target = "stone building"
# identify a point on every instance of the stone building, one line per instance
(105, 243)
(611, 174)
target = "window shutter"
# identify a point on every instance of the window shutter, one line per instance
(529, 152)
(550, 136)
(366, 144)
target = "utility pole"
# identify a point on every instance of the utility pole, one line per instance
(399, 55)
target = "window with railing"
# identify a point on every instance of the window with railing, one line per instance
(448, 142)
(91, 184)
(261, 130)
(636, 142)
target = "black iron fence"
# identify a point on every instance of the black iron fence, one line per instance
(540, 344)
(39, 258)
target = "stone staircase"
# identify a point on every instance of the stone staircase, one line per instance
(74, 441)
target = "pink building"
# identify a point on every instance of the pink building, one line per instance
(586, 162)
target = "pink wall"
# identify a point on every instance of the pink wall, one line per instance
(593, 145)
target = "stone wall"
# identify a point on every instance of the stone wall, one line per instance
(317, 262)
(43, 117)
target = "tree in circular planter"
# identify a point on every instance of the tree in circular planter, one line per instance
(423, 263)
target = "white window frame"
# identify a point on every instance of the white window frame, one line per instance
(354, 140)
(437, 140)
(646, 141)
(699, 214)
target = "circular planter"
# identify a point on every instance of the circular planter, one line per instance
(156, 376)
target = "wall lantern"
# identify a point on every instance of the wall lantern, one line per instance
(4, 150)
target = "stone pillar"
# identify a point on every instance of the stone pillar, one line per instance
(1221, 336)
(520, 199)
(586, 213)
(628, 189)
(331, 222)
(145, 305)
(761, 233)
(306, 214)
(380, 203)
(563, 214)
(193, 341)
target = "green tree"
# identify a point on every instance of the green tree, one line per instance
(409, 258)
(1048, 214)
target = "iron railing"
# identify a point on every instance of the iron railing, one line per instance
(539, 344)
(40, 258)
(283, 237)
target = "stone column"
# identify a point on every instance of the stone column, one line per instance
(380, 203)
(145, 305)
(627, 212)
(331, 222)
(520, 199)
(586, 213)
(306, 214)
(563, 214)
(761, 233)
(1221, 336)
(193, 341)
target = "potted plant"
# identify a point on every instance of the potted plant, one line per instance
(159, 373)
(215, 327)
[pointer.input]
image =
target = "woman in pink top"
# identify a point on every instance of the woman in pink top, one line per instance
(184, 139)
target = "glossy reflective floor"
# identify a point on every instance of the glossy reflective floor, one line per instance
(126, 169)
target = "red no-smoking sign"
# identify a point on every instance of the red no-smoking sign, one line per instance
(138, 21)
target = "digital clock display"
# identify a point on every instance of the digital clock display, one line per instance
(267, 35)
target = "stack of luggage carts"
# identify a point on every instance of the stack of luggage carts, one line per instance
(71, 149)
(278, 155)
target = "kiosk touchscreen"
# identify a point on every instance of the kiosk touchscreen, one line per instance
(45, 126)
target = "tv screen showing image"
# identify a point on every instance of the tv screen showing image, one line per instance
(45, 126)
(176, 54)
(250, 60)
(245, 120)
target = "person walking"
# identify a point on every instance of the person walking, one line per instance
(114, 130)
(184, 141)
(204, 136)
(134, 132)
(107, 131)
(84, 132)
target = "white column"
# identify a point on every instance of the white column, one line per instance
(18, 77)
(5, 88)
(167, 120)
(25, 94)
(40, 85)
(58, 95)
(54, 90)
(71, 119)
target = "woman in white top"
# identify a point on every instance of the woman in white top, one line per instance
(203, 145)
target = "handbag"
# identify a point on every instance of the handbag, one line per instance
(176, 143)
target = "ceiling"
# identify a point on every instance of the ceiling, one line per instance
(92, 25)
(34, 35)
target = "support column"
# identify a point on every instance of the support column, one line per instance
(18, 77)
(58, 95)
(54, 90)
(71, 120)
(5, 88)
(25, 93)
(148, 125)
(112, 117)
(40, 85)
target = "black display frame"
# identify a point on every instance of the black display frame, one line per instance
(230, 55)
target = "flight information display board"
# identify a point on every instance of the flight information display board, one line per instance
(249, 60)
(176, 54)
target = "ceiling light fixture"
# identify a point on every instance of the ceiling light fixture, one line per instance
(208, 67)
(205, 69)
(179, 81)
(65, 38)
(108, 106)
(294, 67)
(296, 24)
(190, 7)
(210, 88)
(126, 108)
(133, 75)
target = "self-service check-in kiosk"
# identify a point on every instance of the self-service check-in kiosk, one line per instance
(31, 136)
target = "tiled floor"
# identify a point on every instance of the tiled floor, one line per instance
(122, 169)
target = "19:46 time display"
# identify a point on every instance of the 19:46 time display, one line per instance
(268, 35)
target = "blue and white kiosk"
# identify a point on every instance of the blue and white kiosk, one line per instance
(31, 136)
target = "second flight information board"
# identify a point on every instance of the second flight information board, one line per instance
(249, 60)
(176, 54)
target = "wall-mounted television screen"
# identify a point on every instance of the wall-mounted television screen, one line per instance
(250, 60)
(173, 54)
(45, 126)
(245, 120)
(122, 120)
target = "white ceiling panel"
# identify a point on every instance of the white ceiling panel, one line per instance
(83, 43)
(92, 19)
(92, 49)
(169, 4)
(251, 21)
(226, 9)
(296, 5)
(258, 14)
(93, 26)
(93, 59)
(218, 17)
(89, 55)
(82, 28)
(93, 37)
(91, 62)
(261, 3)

|---|

**PROBLEM TO SOLVE:** Type out the material again exactly as presented.

**SOLUTION FOR THIS EXERCISE:**
target = "stone building"
# identify a point on every instance of the stone building, one line per instance
(105, 243)
(611, 174)
target = "window shutter"
# identify a point on every instance of the window shutter, one line per instance
(529, 152)
(550, 136)
(366, 144)
target = "utility pole"
# identify a point on every instance of the utility pole, one line per instance
(399, 55)
target = "window with railing"
# identify a point on every instance of the window with railing, one line per instance
(448, 142)
(91, 184)
(261, 130)
(636, 142)
target = "black iron fence"
# identify a point on every instance of the black iron fence, one line per instance
(540, 344)
(39, 258)
target = "stone staircase"
# identify a point on every instance of the stone staircase, one line per instance
(74, 441)
target = "pink building"
# identify a point on every instance of the pink building, one line per instance
(586, 162)
target = "pink wall"
# identify a point on every instance of the pink wall, one line per instance
(593, 145)
target = "stone wall"
# identify a point on every instance of the stone wall, one line per instance
(317, 262)
(43, 117)
target = "tree in circular planter"
# identify a point on every instance of the tree in circular planter, one line per instance
(423, 263)
target = "white window frame"
# identify a point on every instance of the white window frame, one line per instance
(354, 140)
(437, 140)
(646, 141)
(699, 214)
target = "circular planter"
# identify a point on every instance of the circular planter, one line per instance
(156, 376)
target = "wall lantern"
# identify a point on every instance of the wall lantern, one line per instance
(4, 150)
target = "stone pillar"
# identify a point on every instance of the stone pillar, one line per instance
(1221, 336)
(520, 199)
(586, 213)
(628, 189)
(331, 222)
(145, 305)
(761, 233)
(306, 214)
(380, 203)
(563, 214)
(193, 341)
target = "green tree"
# identify a point on every instance of the green tree, one line per instance
(409, 258)
(1048, 214)
target = "iron railing"
# identify a point on every instance of the iron railing, one line per instance
(539, 344)
(40, 258)
(283, 237)
target = "stone column"
# identify a point on every instance of the stone column, one line per instance
(380, 203)
(145, 305)
(627, 212)
(331, 222)
(520, 199)
(586, 213)
(306, 214)
(563, 214)
(761, 233)
(1221, 336)
(193, 341)
target = "potted plant"
# identify a point on every instance of the potted plant, one line per instance
(159, 373)
(215, 327)
[pointer.input]
image =
target = "woman in pink top"
# identify a point on every instance of the woman in pink top, one line per instance
(184, 139)
target = "glossy reflective floor"
# identify a point on every instance of the glossy reflective floor, one line per instance
(126, 169)
target = "red no-smoking sign"
# identify a point on every instance of the red no-smoking sign, one line per instance
(138, 21)
target = "digital clock display"
# identify a point on every instance of the digital clock display, one line per instance
(267, 35)
target = "stack of luggage carts"
# identify a point on every instance of the stack of luggage carts, one line per instance
(71, 149)
(278, 155)
target = "kiosk touchscreen"
# identify a point on every instance of the kiosk touchscreen, one line per instance
(45, 126)
target = "tv screen showing image"
# identify a point on every instance of the tv screen showing image, one line per instance
(45, 126)
(176, 54)
(250, 60)
(245, 120)
target = "person walking"
# identify a point on every instance of the person walking, one line per instance
(114, 130)
(184, 141)
(204, 136)
(134, 132)
(107, 131)
(84, 132)
target = "white column"
# identify a point on every instance of the white column, one line per instance
(18, 77)
(5, 88)
(167, 120)
(25, 94)
(40, 85)
(58, 95)
(54, 90)
(71, 119)
target = "woman in white top"
# identify a point on every instance of the woman in white top, one line per instance
(203, 145)
target = "handbag"
# identify a point on every instance of the handbag, one line per instance
(176, 143)
target = "ceiling"
# identify a point on every instance of the ceiling, one line per instance
(92, 25)
(34, 35)
target = "support column"
# identify a point on every instance of the support column, one line per instance
(18, 77)
(58, 95)
(54, 90)
(71, 120)
(5, 88)
(25, 93)
(148, 125)
(112, 117)
(40, 85)
target = "black display frame"
# identify a point on every instance of the black display frame, one line per instance
(230, 55)
target = "flight information display board"
# identify a point on every instance of the flight information display board, one line per instance
(249, 60)
(176, 54)
target = "ceiling light fixture"
# identify a point on every instance of the ceiling light fixture, one line per instance
(208, 67)
(205, 69)
(179, 81)
(65, 38)
(108, 106)
(294, 67)
(296, 24)
(190, 7)
(210, 88)
(126, 108)
(133, 75)
target = "self-service check-in kiosk"
# identify a point on every instance of the self-service check-in kiosk, one line per instance
(31, 136)
target = "tiled floor"
# identify a point on every instance of the tiled floor, one line per instance
(122, 169)
target = "19:46 time display"
# identify a point on every instance of the 19:46 time display, one line per instance
(268, 35)
target = "blue and white kiosk"
# identify a point on every instance of the blue and white kiosk, one line per instance
(31, 136)
target = "second flight information board"
# identify a point on every instance of the second flight information board, one line per instance
(249, 60)
(176, 54)
target = "wall-mounted television screen"
# identify a point on every instance of the wall-mounted television screen, one line per instance
(250, 60)
(173, 54)
(45, 126)
(245, 120)
(122, 120)
target = "white ceiling panel"
# identify a point on every instance of the white ceiling panel, one line per instance
(83, 43)
(92, 19)
(92, 49)
(169, 4)
(251, 21)
(226, 9)
(296, 5)
(258, 14)
(93, 26)
(93, 59)
(218, 17)
(89, 55)
(82, 28)
(93, 37)
(91, 62)
(261, 3)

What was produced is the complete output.